Given request: Copy these records again, swapping "football" for "soccer" and keeping everything else the same. Omit the pictures.

○ ○ ○ ○ ○ ○ ○

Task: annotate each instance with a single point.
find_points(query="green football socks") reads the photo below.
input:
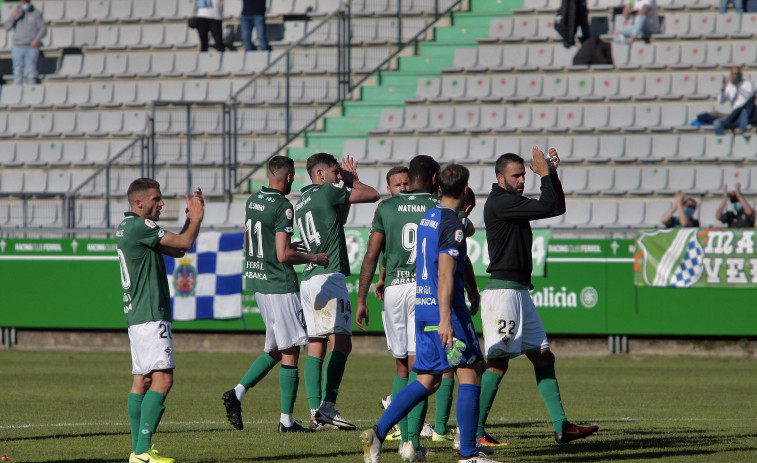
(135, 413)
(313, 380)
(152, 411)
(259, 368)
(334, 373)
(443, 405)
(489, 386)
(399, 384)
(289, 381)
(416, 416)
(550, 392)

○ ○ ○ ○ ○ ○ ○

Result below:
Task: annotate each instance with a single point.
find_points(query="green soccer socks") reads the photo below.
input:
(135, 413)
(313, 380)
(152, 411)
(259, 368)
(334, 373)
(443, 405)
(489, 386)
(399, 384)
(289, 381)
(416, 416)
(550, 392)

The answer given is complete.